▸ Requirements:
Can you return, character for character, the rows between the one holding "Localize man's hand." and the one holding "0, 7, 205, 68", inclusive, and nothing else?

* Start Supplied information *

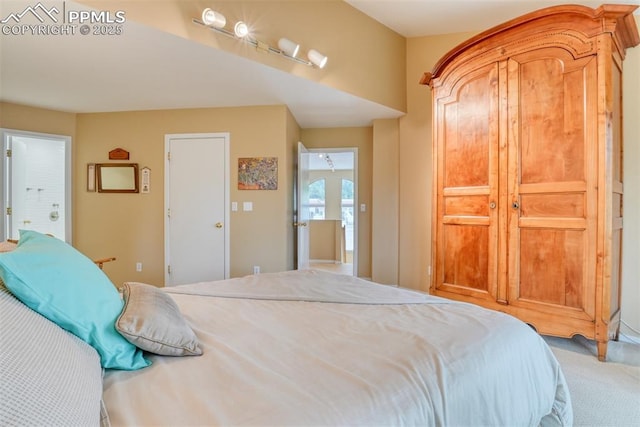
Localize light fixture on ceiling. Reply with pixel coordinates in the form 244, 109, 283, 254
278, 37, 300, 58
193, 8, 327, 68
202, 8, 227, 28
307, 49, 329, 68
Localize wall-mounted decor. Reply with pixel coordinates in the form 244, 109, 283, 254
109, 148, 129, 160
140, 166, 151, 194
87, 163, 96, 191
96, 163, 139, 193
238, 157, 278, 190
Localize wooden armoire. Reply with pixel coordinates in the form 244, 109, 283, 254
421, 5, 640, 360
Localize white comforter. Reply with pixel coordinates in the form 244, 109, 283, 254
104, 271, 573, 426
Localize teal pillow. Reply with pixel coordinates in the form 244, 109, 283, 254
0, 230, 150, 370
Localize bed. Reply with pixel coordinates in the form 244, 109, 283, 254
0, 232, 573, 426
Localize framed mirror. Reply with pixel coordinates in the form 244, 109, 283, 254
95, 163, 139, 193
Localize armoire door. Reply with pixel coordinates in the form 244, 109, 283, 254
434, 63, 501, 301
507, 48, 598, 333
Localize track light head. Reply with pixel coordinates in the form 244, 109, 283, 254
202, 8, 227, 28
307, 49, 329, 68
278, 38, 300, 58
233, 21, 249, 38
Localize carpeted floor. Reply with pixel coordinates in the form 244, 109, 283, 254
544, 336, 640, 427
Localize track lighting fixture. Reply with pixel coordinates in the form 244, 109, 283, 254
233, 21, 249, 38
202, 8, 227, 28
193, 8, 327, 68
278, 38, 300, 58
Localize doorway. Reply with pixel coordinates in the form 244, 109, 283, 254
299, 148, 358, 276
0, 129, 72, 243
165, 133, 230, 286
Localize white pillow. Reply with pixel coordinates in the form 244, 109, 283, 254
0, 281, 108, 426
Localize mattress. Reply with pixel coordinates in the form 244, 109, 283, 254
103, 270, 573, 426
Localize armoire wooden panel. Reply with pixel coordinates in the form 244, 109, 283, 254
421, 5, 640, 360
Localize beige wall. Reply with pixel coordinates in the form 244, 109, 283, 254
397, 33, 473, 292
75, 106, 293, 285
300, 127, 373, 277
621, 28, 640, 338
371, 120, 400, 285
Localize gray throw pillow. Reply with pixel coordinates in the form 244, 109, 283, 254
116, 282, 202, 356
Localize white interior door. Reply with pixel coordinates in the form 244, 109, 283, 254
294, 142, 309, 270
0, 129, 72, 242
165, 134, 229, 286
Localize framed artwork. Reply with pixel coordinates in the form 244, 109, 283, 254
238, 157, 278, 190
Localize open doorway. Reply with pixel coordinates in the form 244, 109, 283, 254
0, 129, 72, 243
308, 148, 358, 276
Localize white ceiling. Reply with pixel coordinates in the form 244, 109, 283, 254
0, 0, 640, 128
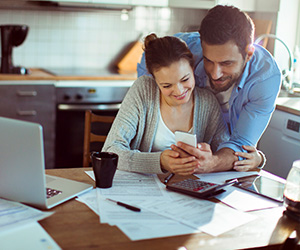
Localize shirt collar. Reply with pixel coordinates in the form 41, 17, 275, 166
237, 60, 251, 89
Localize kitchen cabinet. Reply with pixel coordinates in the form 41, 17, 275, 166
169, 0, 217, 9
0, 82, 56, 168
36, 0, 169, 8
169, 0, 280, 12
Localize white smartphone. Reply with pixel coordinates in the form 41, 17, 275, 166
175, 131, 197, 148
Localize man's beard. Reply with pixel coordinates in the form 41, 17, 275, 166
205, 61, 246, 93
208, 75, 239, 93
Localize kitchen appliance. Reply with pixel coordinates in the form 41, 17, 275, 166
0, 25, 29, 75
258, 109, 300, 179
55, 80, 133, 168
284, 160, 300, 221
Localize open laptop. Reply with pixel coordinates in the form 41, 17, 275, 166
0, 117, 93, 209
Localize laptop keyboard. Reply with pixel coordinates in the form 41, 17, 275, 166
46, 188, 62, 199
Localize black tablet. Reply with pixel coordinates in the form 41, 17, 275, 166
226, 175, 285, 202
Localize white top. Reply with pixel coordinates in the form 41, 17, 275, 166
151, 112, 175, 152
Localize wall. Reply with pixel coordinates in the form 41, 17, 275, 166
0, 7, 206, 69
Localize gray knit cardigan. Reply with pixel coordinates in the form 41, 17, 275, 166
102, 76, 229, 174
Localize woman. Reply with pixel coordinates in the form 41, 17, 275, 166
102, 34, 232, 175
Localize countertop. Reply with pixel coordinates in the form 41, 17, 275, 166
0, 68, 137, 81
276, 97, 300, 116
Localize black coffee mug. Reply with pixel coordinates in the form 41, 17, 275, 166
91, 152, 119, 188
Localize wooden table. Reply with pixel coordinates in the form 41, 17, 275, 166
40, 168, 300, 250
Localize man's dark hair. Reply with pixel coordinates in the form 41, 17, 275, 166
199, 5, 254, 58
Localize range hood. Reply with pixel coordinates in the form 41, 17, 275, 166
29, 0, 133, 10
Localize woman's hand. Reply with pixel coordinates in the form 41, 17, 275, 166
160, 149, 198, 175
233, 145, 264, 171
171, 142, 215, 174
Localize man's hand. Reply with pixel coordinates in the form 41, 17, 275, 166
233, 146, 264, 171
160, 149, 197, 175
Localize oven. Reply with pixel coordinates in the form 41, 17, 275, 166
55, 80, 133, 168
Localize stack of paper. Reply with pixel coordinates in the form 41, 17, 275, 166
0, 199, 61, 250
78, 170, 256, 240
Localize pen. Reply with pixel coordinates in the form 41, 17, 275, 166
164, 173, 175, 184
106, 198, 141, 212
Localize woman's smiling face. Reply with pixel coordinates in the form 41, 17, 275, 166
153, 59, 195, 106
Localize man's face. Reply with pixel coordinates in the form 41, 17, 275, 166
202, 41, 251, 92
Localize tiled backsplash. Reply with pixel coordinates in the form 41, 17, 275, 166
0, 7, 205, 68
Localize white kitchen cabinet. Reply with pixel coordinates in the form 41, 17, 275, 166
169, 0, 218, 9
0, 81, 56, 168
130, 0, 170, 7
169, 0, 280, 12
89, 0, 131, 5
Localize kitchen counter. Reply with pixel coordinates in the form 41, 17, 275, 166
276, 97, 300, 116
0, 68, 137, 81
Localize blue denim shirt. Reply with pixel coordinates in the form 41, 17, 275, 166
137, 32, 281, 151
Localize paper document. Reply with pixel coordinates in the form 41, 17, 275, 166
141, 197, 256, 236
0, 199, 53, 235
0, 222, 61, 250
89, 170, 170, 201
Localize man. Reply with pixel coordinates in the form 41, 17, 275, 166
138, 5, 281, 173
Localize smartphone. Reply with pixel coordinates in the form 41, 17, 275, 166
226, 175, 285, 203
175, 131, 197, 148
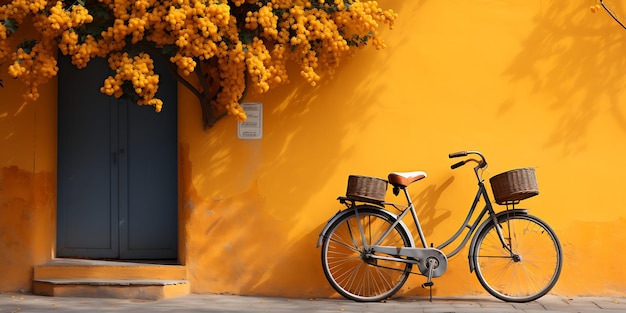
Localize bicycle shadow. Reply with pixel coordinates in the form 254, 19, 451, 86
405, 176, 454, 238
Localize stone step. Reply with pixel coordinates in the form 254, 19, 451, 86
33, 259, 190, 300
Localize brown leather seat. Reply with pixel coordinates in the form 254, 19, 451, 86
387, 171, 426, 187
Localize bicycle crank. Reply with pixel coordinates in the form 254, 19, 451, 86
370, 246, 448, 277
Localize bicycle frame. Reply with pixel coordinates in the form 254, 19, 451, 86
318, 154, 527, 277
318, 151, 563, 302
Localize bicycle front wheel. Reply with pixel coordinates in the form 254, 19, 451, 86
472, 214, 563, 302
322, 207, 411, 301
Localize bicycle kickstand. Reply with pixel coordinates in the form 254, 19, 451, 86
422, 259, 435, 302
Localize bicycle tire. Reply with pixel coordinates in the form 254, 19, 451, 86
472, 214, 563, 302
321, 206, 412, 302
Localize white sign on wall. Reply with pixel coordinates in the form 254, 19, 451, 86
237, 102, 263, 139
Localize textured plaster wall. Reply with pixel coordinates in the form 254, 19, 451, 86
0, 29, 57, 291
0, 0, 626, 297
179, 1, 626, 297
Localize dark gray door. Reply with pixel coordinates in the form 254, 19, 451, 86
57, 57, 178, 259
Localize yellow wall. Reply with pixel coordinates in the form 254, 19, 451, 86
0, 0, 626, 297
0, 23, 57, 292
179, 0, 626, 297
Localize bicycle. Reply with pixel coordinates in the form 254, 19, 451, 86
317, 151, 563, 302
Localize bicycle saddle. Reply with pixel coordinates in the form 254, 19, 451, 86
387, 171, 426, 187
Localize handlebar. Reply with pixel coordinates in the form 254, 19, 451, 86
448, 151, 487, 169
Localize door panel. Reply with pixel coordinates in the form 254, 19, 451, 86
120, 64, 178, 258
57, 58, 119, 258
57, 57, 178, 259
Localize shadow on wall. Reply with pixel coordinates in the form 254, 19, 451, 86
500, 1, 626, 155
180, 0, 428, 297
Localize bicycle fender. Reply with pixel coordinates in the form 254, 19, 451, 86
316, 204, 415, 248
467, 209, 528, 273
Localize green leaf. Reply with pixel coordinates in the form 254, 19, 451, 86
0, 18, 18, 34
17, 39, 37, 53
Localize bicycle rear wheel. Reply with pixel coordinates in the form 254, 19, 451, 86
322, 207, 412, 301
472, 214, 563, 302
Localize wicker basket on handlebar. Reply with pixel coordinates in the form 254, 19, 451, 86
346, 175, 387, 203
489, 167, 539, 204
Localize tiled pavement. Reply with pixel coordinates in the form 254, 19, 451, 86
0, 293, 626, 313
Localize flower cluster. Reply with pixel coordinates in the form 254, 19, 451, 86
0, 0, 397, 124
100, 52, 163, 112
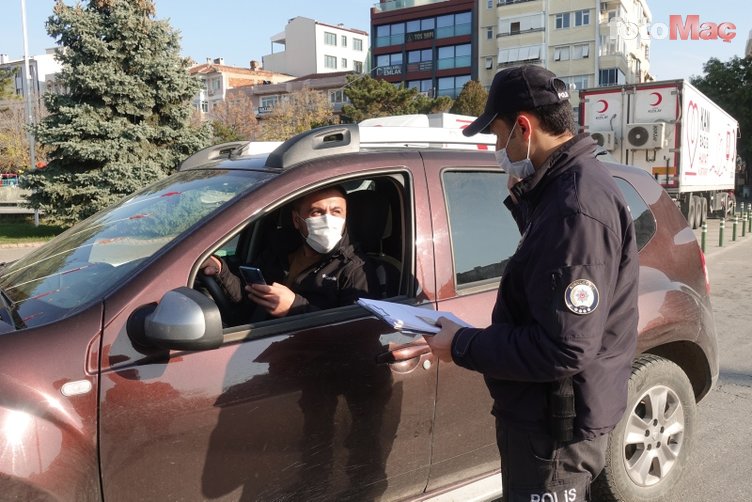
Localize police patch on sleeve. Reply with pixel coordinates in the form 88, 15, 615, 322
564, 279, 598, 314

* End Supplied information *

▸ Response to this task:
Localize man's hand. Reply with pixel coordinates in the form 41, 17, 275, 166
233, 146, 264, 171
160, 149, 197, 175
Localize oven. Reply with pixel coordinates in the form 41, 17, 275, 166
55, 80, 133, 168
Localize stack of paper. Reply with pixel coordinates in the form 41, 17, 275, 166
0, 199, 61, 250
78, 170, 256, 240
Localize pen. Reply with pixel coordinates in the form 41, 17, 275, 166
164, 173, 175, 184
106, 198, 141, 212
Localize woman's smiling face. Reply with pixel coordinates in the form 41, 17, 275, 166
153, 59, 195, 106
Localize man's face. Reply with pixel coordinates in the form 41, 17, 275, 166
202, 41, 251, 92
Localize tiled backsplash. Reply with pixel coordinates in the form 41, 17, 275, 166
0, 7, 205, 68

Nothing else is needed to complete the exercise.